+++ ENTRIES PROVIDED +++
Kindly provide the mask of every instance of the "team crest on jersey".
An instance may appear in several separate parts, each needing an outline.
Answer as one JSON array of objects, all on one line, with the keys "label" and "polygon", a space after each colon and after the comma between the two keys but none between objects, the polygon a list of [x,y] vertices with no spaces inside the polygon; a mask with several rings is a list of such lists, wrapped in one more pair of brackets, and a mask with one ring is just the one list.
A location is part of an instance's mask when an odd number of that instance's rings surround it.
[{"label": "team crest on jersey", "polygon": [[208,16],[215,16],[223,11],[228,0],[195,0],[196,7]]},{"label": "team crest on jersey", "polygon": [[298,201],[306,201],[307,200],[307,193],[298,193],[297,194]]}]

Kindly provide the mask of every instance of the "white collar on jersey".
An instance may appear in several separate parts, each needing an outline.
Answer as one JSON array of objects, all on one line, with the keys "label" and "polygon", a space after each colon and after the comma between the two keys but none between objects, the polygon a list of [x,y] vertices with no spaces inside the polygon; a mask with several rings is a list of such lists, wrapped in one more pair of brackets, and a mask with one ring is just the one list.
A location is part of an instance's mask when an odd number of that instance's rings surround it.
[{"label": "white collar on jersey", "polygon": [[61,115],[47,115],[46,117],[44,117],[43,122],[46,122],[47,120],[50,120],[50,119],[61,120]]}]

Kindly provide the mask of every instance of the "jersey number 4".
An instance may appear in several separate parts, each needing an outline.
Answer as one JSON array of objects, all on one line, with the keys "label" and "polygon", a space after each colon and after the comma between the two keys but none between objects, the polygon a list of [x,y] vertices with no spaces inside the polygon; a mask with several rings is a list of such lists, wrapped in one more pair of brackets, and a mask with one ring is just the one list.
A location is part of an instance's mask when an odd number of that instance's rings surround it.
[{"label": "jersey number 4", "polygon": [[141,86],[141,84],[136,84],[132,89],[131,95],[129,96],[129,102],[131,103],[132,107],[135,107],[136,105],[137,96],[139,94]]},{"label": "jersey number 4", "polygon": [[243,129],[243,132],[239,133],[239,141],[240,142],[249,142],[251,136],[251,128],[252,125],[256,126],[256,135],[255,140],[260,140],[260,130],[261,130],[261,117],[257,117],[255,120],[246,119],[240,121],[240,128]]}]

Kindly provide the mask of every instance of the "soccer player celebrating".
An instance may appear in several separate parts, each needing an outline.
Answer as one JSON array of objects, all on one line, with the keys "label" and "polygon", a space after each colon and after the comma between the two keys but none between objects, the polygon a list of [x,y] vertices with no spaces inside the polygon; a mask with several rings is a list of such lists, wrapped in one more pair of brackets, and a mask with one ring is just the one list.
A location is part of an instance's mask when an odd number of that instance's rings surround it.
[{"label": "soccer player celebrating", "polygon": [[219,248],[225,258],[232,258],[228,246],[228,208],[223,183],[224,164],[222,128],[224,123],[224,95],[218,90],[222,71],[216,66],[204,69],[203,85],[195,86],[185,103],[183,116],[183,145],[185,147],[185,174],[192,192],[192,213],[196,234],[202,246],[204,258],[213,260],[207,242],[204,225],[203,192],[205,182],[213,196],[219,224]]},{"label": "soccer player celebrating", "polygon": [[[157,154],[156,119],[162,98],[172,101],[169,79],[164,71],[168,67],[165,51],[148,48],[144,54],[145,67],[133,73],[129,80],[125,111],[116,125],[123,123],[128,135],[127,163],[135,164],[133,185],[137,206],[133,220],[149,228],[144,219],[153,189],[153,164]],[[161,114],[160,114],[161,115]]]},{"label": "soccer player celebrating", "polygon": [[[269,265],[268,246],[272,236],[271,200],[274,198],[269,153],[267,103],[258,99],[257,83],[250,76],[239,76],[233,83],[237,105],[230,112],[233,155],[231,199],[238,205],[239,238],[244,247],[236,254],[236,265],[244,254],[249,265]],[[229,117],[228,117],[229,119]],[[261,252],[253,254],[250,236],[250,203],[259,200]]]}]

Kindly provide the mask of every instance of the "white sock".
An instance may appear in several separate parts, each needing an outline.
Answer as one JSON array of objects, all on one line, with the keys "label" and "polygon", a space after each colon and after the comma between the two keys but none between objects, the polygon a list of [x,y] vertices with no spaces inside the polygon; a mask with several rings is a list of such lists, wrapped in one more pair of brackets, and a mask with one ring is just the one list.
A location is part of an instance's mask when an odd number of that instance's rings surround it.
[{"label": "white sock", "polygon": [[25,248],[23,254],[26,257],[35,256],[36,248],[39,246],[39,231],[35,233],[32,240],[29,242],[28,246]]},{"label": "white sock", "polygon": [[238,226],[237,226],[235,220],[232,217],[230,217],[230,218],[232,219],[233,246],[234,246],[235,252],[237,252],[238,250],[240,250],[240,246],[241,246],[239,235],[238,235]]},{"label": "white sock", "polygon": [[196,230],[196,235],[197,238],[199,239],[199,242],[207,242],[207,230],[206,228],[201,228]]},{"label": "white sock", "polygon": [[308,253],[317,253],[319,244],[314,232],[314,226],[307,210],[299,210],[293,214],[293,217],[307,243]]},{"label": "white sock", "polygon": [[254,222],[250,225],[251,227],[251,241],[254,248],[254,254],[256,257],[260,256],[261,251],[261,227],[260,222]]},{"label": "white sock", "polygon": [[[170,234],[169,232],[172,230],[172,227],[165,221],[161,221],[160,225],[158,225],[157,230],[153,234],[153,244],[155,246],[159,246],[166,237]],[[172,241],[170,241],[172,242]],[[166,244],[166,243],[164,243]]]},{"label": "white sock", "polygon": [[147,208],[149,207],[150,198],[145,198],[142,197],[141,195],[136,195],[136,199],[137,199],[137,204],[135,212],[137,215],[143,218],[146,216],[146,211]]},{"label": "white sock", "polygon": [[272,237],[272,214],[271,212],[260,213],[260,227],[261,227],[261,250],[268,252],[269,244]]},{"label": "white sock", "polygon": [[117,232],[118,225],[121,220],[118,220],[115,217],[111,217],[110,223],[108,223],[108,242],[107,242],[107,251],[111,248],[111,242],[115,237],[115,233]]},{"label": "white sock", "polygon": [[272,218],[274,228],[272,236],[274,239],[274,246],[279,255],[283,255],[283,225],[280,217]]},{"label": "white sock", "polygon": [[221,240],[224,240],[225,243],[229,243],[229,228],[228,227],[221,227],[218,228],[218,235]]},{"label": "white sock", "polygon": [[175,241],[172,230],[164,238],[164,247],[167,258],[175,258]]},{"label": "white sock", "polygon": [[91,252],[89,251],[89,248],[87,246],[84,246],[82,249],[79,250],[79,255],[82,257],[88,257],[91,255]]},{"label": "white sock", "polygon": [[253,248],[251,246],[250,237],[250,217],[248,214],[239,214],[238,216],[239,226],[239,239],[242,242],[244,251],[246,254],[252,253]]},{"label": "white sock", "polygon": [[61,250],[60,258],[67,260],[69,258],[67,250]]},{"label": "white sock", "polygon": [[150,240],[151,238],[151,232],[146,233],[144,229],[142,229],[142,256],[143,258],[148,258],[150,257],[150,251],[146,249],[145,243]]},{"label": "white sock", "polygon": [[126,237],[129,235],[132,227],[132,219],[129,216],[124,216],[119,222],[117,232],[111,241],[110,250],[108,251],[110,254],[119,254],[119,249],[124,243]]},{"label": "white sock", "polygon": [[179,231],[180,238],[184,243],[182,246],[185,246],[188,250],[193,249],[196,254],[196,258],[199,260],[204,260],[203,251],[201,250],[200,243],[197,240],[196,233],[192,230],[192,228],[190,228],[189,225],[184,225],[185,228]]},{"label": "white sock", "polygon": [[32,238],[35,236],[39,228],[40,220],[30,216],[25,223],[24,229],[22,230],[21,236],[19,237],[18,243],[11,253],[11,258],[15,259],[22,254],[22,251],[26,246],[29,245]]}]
+++
» WHAT THIS TASK INVOLVES:
Set every line of the listing down word for word.

» WRITTEN ANSWER:
Kindly provide the mask of every instance of the "team crest on jersey".
An instance may appear in several separate parts, each needing an outline.
Answer as one JSON array of objects, all on one line, with the keys "label" and "polygon", a space after each colon and after the comma between the two keys but none between objects, the polygon a list of [x,y] vertices with no spaces inside the polygon; a mask with several rings is a list of such lists, wrapped in one more pair of brackets, and a mask with one ring is just the one list.
A location is part of an instance's mask when an odd number of that instance's rings surround it.
[{"label": "team crest on jersey", "polygon": [[208,16],[215,16],[223,11],[228,0],[195,0],[196,7]]},{"label": "team crest on jersey", "polygon": [[298,201],[306,201],[307,200],[307,193],[298,193],[297,194]]}]

Kindly provide the mask of every instance of the "white collar on jersey".
An instance may appear in several separate parts, each needing an outline.
Answer as one JSON array of objects, all on one line, with the keys "label" and "polygon", a space after each colon and after the comma between the two keys but none between objects, the polygon a list of [x,y] vertices with no spaces inside the polygon; a mask with several rings is a list of such lists, wrapped in one more pair of brackets, and a mask with one ring is just the one list.
A location is part of an instance's mask when an odd number of that instance's rings surround it.
[{"label": "white collar on jersey", "polygon": [[61,115],[47,115],[46,117],[44,117],[43,122],[46,122],[47,120],[50,120],[50,119],[61,120]]}]

Kindly provide the mask of every instance of the "jersey number 4".
An instance may appear in several separate parts, each needing an outline.
Answer as one JSON array of objects, all on one line, with the keys "label" and "polygon", a space after each colon and after the comma between the two keys but none between objects, the polygon a list of [x,y] vertices with no spaces inside the polygon; a mask with several rings is a list of such lists, wrapped in one more pair of brackets, and a mask with one ring is just the one list.
A location is part of an instance's mask when an odd number of that instance's rings surround it.
[{"label": "jersey number 4", "polygon": [[141,86],[141,84],[136,84],[132,89],[131,95],[129,96],[129,102],[131,103],[132,107],[135,107],[136,105],[137,96],[139,94]]},{"label": "jersey number 4", "polygon": [[243,129],[243,132],[239,133],[239,141],[240,142],[249,142],[251,136],[251,128],[252,125],[256,126],[256,135],[255,140],[260,140],[260,130],[261,130],[261,117],[257,117],[255,120],[246,119],[240,121],[240,128]]}]

Kindly provide the mask of every instance of the "soccer player celebrating".
An instance may appear in several separate parts, each needing an outline.
Answer as one JSON array of objects, all on one line, with the keys "label" and "polygon", a space after each colon and after the comma between the two keys but none between objects, the polygon a list of [x,y] vertices with no spaces inside the polygon; a mask with several rings is a list of such lists, wrapped in one more pair of brackets, and a mask with one ring is just the one list.
A location is part of an instance's mask when an odd number of that instance's rings surround it.
[{"label": "soccer player celebrating", "polygon": [[219,248],[225,258],[232,258],[228,246],[228,208],[223,183],[224,164],[222,128],[224,123],[224,95],[218,90],[222,71],[216,66],[204,69],[203,85],[195,86],[185,103],[183,116],[183,145],[185,147],[185,174],[192,192],[192,213],[196,234],[202,246],[204,258],[213,260],[207,242],[204,225],[203,192],[205,182],[213,196],[219,224]]},{"label": "soccer player celebrating", "polygon": [[[157,154],[156,119],[162,98],[172,101],[169,79],[164,71],[168,67],[165,51],[148,48],[144,54],[145,67],[133,73],[129,80],[125,111],[116,125],[123,123],[128,135],[127,163],[135,164],[133,185],[137,206],[133,220],[149,228],[144,219],[153,189],[153,164]],[[161,114],[160,114],[161,115]]]},{"label": "soccer player celebrating", "polygon": [[[269,265],[268,246],[272,236],[271,200],[274,198],[269,153],[267,103],[258,99],[257,83],[250,76],[239,76],[233,83],[237,105],[230,112],[233,155],[231,199],[238,205],[239,238],[244,247],[236,254],[236,265],[244,254],[249,265]],[[229,117],[228,117],[229,119]],[[261,252],[253,254],[250,236],[250,203],[259,200]]]}]

Kindly provide the mask of every instance of the "white sock".
An instance may appear in several separate parts, each needing an outline.
Answer as one JSON array of objects, all on one line, with the keys "label" and "polygon", a space after each colon and after the comma between the two keys but none between objects, the polygon a list of [x,y] vertices with no spaces inside the polygon; a mask with several rings is a list of such lists, wrapped in one more pair of brackets, and a mask with one ring is just the one list.
A location is part of an instance's mask when an odd number of that instance's rings surround it.
[{"label": "white sock", "polygon": [[25,248],[23,254],[26,257],[35,256],[36,248],[39,246],[39,231],[35,233],[32,240],[29,242],[28,246]]},{"label": "white sock", "polygon": [[238,226],[237,226],[235,220],[232,217],[230,217],[230,218],[232,219],[233,246],[234,246],[235,252],[237,252],[238,250],[240,250],[240,246],[241,246],[239,235],[238,235]]},{"label": "white sock", "polygon": [[196,230],[196,235],[197,238],[199,239],[199,242],[207,242],[207,230],[206,228],[201,228]]},{"label": "white sock", "polygon": [[308,253],[317,253],[319,244],[314,232],[314,226],[307,210],[299,210],[293,214],[293,217],[307,243]]},{"label": "white sock", "polygon": [[254,222],[250,225],[251,227],[251,241],[254,248],[254,254],[256,257],[260,256],[261,251],[261,227],[260,222]]},{"label": "white sock", "polygon": [[[170,234],[169,232],[172,230],[172,227],[165,221],[161,221],[160,225],[158,225],[157,230],[153,234],[153,244],[155,246],[159,246],[166,237]],[[172,241],[170,241],[172,242]],[[166,244],[166,243],[164,243]]]},{"label": "white sock", "polygon": [[147,208],[149,207],[150,198],[145,198],[142,197],[141,195],[136,195],[136,199],[137,199],[137,204],[135,212],[137,215],[143,218],[146,216],[146,211]]},{"label": "white sock", "polygon": [[272,237],[272,214],[271,212],[260,213],[260,227],[261,227],[261,250],[268,252],[269,244]]},{"label": "white sock", "polygon": [[117,232],[118,225],[121,220],[118,220],[115,217],[111,217],[110,223],[108,223],[108,242],[107,242],[107,251],[111,248],[111,242],[115,237],[115,233]]},{"label": "white sock", "polygon": [[272,218],[274,228],[272,236],[274,239],[274,246],[279,255],[283,255],[283,225],[280,217]]},{"label": "white sock", "polygon": [[221,240],[224,240],[225,243],[229,243],[229,228],[228,227],[221,227],[218,228],[218,235]]},{"label": "white sock", "polygon": [[175,241],[172,230],[164,238],[164,247],[167,258],[175,258]]},{"label": "white sock", "polygon": [[91,252],[89,251],[89,248],[87,246],[84,246],[82,249],[79,250],[79,255],[82,257],[88,257],[91,255]]},{"label": "white sock", "polygon": [[253,248],[251,246],[250,237],[250,217],[248,214],[239,214],[238,216],[239,226],[239,239],[242,242],[244,251],[246,254],[252,253]]},{"label": "white sock", "polygon": [[61,250],[60,258],[67,260],[69,258],[67,250]]},{"label": "white sock", "polygon": [[150,240],[151,238],[151,232],[146,233],[144,229],[142,229],[142,256],[143,258],[148,258],[150,257],[150,251],[146,249],[145,243]]},{"label": "white sock", "polygon": [[126,237],[129,235],[132,227],[132,219],[129,216],[124,216],[119,222],[117,232],[111,241],[110,250],[108,251],[110,254],[119,254],[119,249],[124,243]]},{"label": "white sock", "polygon": [[179,231],[180,238],[184,243],[182,246],[185,246],[188,250],[193,249],[196,254],[196,258],[199,260],[204,260],[203,251],[201,250],[200,243],[197,240],[196,233],[192,230],[192,228],[190,228],[189,225],[184,225],[185,228]]},{"label": "white sock", "polygon": [[32,238],[35,236],[39,228],[40,220],[30,216],[25,223],[24,229],[22,230],[21,236],[19,237],[18,243],[11,253],[11,258],[15,259],[22,254],[22,251],[26,246],[29,245]]}]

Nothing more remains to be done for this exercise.